(begin)

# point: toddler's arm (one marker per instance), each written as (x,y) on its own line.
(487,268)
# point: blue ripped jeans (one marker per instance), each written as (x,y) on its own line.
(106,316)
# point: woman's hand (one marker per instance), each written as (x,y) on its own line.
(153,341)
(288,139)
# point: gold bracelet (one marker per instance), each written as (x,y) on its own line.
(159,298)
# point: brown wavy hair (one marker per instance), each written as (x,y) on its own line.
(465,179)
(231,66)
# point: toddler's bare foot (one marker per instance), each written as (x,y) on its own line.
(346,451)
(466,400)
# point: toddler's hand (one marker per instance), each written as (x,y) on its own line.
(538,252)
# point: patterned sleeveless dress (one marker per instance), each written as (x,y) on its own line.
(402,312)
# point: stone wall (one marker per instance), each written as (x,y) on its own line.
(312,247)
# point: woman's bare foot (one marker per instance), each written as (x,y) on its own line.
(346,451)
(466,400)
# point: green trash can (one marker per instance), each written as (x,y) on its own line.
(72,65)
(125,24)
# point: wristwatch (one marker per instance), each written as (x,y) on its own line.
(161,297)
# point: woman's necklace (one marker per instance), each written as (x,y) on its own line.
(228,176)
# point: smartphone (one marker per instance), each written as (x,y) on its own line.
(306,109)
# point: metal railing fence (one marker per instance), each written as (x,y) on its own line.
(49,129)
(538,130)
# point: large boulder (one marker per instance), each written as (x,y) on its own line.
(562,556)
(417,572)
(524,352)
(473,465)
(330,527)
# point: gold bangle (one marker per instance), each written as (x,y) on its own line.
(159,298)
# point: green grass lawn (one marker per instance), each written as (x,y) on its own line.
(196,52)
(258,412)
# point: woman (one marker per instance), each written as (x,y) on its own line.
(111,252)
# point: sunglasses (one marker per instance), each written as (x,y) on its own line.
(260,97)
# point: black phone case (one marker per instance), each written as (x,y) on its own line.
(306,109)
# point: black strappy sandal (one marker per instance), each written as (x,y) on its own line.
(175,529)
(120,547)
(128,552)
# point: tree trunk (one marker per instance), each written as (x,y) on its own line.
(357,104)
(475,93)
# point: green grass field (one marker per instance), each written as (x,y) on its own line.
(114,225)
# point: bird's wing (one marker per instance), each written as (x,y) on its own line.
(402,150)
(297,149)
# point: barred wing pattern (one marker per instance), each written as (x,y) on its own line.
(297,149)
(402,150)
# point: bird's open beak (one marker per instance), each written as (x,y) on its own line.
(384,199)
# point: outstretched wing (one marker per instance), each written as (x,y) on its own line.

(end)

• [Request]:
Copy every entry above word for word, keeping each line unchanged and in its original order.

• [Expected answer]:
# point: toddler's arm (one marker per instance), each written as (x,y) on its own line.
(487,268)
# point: blue ripped jeans (one marker per instance), each written as (x,y) on its own line.
(106,316)
# point: woman's hand (one marker per instance), each written as (x,y) on its own line.
(153,341)
(288,139)
# point: gold bracelet (one marker per instance), each written as (x,y) on its own line.
(159,298)
# point: brown wavy hair (one marker per instance), each written as (x,y) on its own line.
(465,179)
(231,66)
# point: toddler's bare foot (one marker per instance), each written as (x,y) on its own line.
(346,451)
(466,400)
# point: toddler's hand (one marker per instance), each written as (x,y) on its own line.
(538,252)
# point: patterned sleeveless dress (one marker per instance), each written as (x,y) on its own line.
(402,312)
# point: stone wall (one marker per instance), each written as (x,y) on its own line.
(312,247)
# point: woman's bare foot (one marker per instance), each written as (x,y) on its own line.
(346,451)
(466,400)
# point: green trash can (one marker per instance), each written as (x,y) on its own line.
(72,65)
(125,24)
# point: wristwatch (one marker per instance), each written as (x,y) on its own line.
(161,297)
# point: woman's necklace (one marker per instance), each written as (x,y) on its own line.
(228,176)
# point: smartphone (one marker per instance), each written as (x,y) on its own line.
(306,109)
# point: metal railing fence (one marker per instance), each written as (x,y) on its own line.
(49,129)
(538,130)
# point: large boulder (one marker per instance), each written as (x,y) on its own line.
(562,556)
(417,572)
(524,352)
(473,465)
(330,527)
# point: gold bangle (one marker per instance), each written as (x,y) on its own line.
(159,298)
# point: green grass lawn (one marker per instance), each written as (x,y) on its own line.
(196,52)
(258,412)
# point: woman (one marker per instance), each written as (x,y) on its own line.
(111,252)
# point: sunglasses (one marker per instance), each written as (x,y) on its own line.
(260,97)
# point: black phone case (one marker per instance), each written as (x,y) on its own line.
(306,109)
# point: black strappy sandal (one marker per instance), each written as (x,y) on its own line.
(175,529)
(120,547)
(128,552)
# point: tree trunk (one marker per instance), each written as (x,y) on its own line.
(357,104)
(475,93)
# point: green grass field (one marker per instance), each written as (x,y) on its own line.
(114,225)
# point: bird's wing (one marker per instance), each written as (x,y) on its own line.
(402,150)
(297,149)
# point: barred wing pattern (one marker per instance), each written as (x,y) on its own line.
(297,149)
(402,150)
# point: bird's open beak (one marker per instance), each written as (x,y) on its own line.
(384,199)
# point: outstretched wing (one marker per instance), each written as (x,y) on its own line.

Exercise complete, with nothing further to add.